Extract to read =

□ □ □

Late stage diagnosis of several forms of cancer in Māori needs to be addressed, Dr Chris Jackson says. Photo: RNZ / Gareth Thomas

A Rotorua Hospital doctor is concerned a lot of people are being diagnosed with cancer at the emergency department, rather than through their GP.

The Cancer Society’s medical director, Dr Chris Jackson, said though a bowel screening programme has been rolled out, half the country still lacks the proper testing methods.

He said patients diagnosed in hospitals’ emergency departments usually had a “more extensive disease” at diagnosis, which could have worse outcomes.

Gut cancers, such as pancreatic cancer, had a high rate of emergency presentation, he said.

He said one reason Māori are more vulnerable to cancer than any other race is due to costly primary care.

“We know that Māori in general are diagnosed at a later stage than non-Māori again for many complex reasons, and we know that Māori for many cancers [are] diagnosed at a later stage for many cancer types and that is a very, very important issue that does need to be addressed.”

Yesterday RNZ reported that a top doctor has found she has never had to diagnose so much cancer as she has in Rotorua Hospital’s emergency department since starting there 18 months ago.

Dr Suzanne Moran’s comments were made in a presentation to the Lakes District Health Board and followed the board’s unusual step last week to call for people to only attend the emergency department (ED) if symptoms were urgent, stating the emergency department at Rotorua was “swamped”.

□ □ □

Data shown =
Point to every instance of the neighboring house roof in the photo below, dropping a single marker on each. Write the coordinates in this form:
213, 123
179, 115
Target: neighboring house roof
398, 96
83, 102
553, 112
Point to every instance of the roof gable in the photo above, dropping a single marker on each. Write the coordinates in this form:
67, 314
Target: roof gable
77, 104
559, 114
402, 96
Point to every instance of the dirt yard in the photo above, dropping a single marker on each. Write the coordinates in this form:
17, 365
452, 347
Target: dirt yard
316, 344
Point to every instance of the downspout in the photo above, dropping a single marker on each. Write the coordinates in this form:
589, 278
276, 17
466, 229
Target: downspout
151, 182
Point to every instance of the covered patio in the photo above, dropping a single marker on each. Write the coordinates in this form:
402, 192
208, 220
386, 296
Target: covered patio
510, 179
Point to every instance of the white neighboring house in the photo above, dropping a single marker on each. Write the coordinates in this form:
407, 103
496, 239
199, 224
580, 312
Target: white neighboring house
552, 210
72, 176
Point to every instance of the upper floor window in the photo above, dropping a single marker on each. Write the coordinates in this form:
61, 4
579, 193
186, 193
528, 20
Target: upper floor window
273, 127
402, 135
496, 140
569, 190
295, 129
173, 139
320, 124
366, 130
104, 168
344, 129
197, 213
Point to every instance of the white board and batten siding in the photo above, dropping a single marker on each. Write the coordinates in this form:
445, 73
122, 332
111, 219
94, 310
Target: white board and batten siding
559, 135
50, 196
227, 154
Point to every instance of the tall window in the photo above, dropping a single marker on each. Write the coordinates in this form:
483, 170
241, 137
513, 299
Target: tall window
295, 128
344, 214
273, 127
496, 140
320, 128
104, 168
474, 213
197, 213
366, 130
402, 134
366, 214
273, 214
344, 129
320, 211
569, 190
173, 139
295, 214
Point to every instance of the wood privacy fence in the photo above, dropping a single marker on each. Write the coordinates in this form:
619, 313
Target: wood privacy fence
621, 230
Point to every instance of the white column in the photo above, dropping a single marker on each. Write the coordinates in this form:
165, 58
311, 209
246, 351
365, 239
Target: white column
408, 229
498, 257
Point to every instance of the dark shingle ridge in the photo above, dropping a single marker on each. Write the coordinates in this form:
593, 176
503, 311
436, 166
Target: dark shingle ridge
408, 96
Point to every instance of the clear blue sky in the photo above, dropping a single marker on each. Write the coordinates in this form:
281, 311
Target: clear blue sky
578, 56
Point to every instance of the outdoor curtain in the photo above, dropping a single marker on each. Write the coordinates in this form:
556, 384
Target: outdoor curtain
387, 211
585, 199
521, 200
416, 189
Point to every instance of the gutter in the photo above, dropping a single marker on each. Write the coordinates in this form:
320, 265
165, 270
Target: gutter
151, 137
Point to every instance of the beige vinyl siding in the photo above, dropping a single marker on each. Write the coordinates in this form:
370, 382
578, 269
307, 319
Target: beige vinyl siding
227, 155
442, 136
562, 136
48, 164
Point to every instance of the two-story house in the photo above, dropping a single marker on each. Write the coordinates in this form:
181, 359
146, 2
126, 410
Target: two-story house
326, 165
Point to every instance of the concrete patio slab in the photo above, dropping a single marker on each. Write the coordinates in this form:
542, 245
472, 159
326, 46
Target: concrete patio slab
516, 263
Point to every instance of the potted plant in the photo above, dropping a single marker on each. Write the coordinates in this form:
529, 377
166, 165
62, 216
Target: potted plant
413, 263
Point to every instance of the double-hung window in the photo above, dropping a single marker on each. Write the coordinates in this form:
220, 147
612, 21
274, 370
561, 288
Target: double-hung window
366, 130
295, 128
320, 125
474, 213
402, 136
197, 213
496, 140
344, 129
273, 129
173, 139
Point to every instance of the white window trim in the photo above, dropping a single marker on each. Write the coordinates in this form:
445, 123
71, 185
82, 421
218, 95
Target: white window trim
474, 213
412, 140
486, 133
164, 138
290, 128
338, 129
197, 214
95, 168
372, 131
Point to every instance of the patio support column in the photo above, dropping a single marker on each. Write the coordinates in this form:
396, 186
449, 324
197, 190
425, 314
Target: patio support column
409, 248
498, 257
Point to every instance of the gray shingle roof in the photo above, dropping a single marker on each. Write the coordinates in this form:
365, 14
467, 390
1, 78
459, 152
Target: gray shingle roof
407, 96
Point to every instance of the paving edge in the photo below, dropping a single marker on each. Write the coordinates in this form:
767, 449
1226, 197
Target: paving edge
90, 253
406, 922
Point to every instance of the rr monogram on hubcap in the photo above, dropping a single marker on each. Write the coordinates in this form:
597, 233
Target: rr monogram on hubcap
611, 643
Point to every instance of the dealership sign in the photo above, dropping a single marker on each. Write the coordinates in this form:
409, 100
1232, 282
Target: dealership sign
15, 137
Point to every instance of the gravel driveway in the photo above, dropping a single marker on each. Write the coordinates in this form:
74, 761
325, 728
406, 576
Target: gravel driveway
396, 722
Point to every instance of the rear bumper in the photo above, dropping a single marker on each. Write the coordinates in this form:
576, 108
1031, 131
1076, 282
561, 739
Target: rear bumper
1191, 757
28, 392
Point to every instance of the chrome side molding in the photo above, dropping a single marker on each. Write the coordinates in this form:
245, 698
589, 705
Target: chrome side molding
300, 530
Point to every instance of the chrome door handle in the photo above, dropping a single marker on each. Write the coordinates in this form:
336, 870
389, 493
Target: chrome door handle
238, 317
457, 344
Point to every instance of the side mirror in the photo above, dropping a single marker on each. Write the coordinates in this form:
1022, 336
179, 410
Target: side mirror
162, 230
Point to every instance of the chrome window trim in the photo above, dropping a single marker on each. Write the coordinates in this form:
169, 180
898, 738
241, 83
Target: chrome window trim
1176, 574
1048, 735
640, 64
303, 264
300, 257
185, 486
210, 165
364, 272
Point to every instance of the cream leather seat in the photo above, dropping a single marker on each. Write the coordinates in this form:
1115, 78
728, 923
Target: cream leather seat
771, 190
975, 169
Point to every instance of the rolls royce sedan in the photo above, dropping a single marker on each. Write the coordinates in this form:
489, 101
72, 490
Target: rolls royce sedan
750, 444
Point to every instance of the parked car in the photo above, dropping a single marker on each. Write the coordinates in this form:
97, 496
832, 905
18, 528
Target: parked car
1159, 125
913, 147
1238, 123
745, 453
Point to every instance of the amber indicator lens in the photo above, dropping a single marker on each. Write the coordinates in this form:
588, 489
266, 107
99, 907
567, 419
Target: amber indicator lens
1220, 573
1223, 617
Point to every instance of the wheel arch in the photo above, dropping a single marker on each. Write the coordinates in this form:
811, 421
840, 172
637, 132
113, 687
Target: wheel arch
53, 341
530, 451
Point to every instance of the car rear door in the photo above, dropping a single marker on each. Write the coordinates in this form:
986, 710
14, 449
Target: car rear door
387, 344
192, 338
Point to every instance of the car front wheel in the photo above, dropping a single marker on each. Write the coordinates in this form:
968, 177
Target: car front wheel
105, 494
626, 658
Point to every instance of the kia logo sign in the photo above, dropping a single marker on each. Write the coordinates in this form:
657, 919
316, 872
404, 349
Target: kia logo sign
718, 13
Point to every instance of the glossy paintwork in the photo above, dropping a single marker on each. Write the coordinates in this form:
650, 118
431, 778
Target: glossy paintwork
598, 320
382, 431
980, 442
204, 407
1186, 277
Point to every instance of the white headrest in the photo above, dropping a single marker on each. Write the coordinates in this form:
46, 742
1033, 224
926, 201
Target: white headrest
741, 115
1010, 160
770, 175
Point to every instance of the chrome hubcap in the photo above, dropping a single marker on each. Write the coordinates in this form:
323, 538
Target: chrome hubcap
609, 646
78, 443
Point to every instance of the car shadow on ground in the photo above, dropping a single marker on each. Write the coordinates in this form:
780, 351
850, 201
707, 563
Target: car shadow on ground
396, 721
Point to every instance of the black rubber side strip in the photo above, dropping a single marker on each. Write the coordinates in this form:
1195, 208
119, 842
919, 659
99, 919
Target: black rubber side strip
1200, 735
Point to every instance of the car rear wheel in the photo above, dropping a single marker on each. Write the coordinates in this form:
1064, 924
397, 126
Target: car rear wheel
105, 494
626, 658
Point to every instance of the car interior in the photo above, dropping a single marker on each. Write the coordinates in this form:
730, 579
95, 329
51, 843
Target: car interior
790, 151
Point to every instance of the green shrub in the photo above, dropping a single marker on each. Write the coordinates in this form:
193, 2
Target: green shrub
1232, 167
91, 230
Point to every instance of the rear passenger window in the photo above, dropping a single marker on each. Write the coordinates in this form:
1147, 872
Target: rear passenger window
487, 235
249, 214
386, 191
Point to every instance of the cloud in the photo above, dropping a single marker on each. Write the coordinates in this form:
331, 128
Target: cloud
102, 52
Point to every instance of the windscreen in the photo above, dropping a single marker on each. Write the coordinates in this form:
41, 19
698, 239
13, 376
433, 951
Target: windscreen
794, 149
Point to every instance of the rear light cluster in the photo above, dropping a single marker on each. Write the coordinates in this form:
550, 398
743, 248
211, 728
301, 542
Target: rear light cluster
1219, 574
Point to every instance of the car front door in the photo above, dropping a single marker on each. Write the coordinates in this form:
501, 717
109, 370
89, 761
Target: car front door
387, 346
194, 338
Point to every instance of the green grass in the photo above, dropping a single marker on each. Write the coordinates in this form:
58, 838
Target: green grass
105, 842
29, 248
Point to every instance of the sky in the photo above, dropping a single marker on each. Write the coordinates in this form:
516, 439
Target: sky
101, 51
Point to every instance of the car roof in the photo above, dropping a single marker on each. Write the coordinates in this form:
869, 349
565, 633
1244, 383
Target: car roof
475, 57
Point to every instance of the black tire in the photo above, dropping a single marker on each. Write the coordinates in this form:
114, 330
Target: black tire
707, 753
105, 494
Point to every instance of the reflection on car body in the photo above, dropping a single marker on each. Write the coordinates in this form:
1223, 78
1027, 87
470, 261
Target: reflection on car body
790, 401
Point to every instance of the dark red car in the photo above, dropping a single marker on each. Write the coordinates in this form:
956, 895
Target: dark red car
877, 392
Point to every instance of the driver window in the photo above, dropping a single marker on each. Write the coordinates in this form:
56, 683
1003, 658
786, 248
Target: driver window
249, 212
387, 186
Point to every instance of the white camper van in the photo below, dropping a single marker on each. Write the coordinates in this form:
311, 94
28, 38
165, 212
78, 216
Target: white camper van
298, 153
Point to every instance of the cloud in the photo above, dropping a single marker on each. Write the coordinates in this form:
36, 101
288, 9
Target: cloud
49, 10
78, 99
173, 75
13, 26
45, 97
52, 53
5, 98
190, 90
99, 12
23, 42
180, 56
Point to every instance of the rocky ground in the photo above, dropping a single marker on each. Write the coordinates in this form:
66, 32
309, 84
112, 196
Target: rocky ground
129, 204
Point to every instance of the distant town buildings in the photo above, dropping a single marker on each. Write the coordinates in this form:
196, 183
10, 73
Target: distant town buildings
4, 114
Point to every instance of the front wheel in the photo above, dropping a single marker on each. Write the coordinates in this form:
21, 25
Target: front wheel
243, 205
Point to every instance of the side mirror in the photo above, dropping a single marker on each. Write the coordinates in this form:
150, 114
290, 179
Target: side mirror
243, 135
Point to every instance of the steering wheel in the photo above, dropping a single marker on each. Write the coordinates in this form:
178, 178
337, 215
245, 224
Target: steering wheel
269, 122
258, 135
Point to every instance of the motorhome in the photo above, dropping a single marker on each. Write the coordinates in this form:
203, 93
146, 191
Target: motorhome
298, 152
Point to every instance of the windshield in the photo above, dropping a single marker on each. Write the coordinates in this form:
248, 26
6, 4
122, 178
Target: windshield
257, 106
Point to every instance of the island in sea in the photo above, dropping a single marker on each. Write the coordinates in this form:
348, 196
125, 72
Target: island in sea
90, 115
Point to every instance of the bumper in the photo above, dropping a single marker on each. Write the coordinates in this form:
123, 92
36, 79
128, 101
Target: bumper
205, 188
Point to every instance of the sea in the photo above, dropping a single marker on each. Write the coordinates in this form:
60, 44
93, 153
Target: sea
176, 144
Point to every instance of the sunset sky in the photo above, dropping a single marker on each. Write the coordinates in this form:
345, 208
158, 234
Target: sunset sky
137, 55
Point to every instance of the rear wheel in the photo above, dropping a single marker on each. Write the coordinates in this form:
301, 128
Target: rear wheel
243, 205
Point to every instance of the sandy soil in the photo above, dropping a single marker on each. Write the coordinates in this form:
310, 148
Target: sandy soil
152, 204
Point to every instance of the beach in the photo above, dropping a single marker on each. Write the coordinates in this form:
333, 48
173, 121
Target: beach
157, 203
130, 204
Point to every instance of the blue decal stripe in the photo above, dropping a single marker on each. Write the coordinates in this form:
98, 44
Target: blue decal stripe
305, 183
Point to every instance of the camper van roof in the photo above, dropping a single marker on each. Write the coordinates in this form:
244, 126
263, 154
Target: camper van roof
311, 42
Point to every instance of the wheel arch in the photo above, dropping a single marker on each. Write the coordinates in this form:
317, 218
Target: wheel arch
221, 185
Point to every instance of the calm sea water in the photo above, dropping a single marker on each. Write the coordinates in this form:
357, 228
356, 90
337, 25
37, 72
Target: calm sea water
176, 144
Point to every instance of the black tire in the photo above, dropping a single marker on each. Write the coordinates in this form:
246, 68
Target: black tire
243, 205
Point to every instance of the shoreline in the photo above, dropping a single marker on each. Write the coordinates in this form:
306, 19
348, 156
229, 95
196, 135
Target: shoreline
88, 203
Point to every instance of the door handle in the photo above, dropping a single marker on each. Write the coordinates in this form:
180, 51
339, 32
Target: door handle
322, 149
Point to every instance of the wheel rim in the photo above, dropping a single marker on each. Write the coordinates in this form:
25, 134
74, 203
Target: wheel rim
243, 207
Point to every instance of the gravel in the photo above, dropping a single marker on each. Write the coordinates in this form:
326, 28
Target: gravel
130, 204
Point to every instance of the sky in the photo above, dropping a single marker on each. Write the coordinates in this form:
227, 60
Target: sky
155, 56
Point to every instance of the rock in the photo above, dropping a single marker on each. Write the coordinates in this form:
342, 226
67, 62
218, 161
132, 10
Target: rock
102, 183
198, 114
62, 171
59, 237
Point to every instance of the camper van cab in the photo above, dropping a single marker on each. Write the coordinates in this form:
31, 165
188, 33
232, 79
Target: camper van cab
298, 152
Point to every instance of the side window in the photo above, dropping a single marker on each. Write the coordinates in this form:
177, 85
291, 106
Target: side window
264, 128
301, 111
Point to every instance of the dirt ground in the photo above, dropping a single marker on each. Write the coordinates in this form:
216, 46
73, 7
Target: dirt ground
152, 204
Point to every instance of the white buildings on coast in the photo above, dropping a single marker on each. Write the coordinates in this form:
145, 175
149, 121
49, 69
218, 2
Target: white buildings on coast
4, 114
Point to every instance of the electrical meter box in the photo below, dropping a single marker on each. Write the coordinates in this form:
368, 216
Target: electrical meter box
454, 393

□ □ □

Exercise A =
Summarize the article on cancer diagnosis in emergency departments in two sentences.
Exercise B =
Please carry on the article on cancer diagnosis in emergency departments from its final sentence.
The listing has no connection to the article on cancer diagnosis in emergency departments.

Task answer A =
A Rotorua Hospital doctor is concerned that many people are diagnosed with cancer in the emergency department rather than through their GP, and Dr Suzanne Moran told the Lakes District Health Board she has never had to diagnose so much cancer as in Rotorua Hospital's emergency department. Cancer Society medical director Dr Chris Jackson said patients diagnosed in emergency departments usually have more extensive disease, that costly primary care is one reason Māori are more vulnerable to cancer, and that Māori are diagnosed at a later stage for many cancer types.

Task answer B =
Speaking to Local Democracy Reporting this week, Dr Moran – who previously worked in emergency medicine in the UK and worked for eight years in New Zealand – said people often didn’t see chronic symptoms such as weight loss, changes in bowel habits or a smoker’s cough as possible symptoms of cancer until its advanced stages, at which point they would go to the emergency department.

“So they don’t realise, or sometimes it takes a whānau member to actually, kind of, say ‘look, I’m really worried about you, we need to get you some help’.”

Lakes DHB chief operating officer Alan Wilson said the percentage of people diagnosed in the emergency department as opposed to general practice was reported nationally and populations in poor or high deprivation areas – such as Lakes – tended to rate highly for diagnoses in emergency departments.

In some other communities, almost all cancer patients were diagnosed through their GP, he said.

Wilson said the key message for the community was to go early to GPs when symptoms arose and to participate in screening programmes.

Rotorua Aroha Mai Cancer Support Services founder and manager Bubsie Macfarlane said the underlying issues driving overstretched emergency departments – and the cancer diagnoses within them – were similar.

She said many poorer people, particularly Māori, were likely to put off going to their GP because they were “just trying to survive”.

For some, it’s a choice of going to the doctor or putting food on the table, she said.

Macfarlane knew a lot of people who caught their cancer later than they otherwise would have as a result.

“Then one day, they’re so crook they end up in ED … because they don’t have to pay.”

Macfarlane said if screening programmes were more prominent that would help, as well as improvements in health promotion.

She said the health system needed to work with Māori more in order to increase the likelihood of earlier diagnoses.

“For Māori it’s very personal when it comes to the body, and some doctors and nurses don’t understand that. They don’t have an understanding of how indigenous people accept things and what might be taboo.

“Unless you understand the culture, you can’t understand the person.”

She said Māori had to play a role as well: “Māori need to look after Māori”.